Text:
-- Opening Marker --

The maize methylation data was generated from whole-genome bisulfite sequencing (WGBS) of the leaf tissue of maize B73 seedling [42]. Genome coordinates of B73 methylation data in AGPv2 were converted to that in AGPv4 with the CrossMap v0.2.5 [84]. Then, the maize genome was separated into methylated and unmethylated regions based on whether the percentage of CG methylation within each 100 bp non-overlapping window is greater than 40% or not. The soybean methylation data was generated from WGBS of the leaf of soybean Williams 82 [43] and GsojaD [44].

MethylC-seq reads of GsojaD were first mapped to its own genome assembly to get methylation call. Then, the genome coordinates of GsojaD methylation were converted to the coordinates in Williams 82 genome version 2. Genome coordinates of Williams 82 methylation data in Williams 82 version 1.1 were converted to those in version 2.0 with the CrossMap v0.2.5 [84]. Then, the soybean genome was separated into the methylated and unmethylated regions based on CG methylation sites that are common to both Williams 82 and GsojaD.

-- Closing Marker --

Given information:
-- Opening Marker --

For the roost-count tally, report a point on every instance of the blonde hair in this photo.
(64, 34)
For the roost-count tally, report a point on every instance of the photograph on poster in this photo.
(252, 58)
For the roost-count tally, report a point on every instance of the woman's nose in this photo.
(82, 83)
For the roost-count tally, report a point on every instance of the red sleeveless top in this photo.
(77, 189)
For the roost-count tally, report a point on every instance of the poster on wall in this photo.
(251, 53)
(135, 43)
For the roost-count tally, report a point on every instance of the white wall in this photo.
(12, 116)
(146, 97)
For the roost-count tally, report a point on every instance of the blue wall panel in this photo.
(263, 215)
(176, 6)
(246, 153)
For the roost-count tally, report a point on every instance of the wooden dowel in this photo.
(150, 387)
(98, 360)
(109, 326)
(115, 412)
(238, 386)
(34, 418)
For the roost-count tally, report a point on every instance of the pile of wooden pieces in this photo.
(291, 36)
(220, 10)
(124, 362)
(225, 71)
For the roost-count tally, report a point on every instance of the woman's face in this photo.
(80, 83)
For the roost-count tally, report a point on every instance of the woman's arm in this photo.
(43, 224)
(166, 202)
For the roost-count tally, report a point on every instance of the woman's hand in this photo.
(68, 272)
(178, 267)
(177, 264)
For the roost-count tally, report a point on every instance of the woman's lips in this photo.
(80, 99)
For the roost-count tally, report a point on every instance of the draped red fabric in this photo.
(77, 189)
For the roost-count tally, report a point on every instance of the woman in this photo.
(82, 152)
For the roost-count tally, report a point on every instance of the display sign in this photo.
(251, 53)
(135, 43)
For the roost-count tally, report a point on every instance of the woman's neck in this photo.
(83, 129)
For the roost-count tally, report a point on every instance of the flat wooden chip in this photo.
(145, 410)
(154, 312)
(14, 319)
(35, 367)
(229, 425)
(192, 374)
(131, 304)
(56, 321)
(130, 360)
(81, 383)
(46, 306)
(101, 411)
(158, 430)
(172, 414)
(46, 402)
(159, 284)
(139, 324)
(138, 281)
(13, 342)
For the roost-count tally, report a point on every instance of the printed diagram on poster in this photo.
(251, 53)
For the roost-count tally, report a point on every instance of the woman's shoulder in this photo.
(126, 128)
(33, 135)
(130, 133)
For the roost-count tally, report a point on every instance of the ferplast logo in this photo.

-- Closing Marker --

Activity 1: In the methylation text, what size of window was used when dividing the maize genome into methylated and unmethylated regions?
Activity 2: Shorten the paragraph of the methylation text that opens "MethylC-seq reads of GsojaD were first mapped" into a list of steps, keeping its main facts.
Answer from the text alone.

Output 1: 100 bp non-overlapping windows.

Output 2:
- GsojaD MethylC-seq reads were mapped to the GsojaD genome assembly to obtain methylation calls.
- GsojaD methylation coordinates were converted to Williams 82 genome version 2.
- Williams 82 methylation coordinates were converted from version 1.1 to version 2.0 with CrossMap v0.2.5.
- The soybean genome was divided into methylated and unmethylated regions using CG methylation sites common to Williams 82 and GsojaD.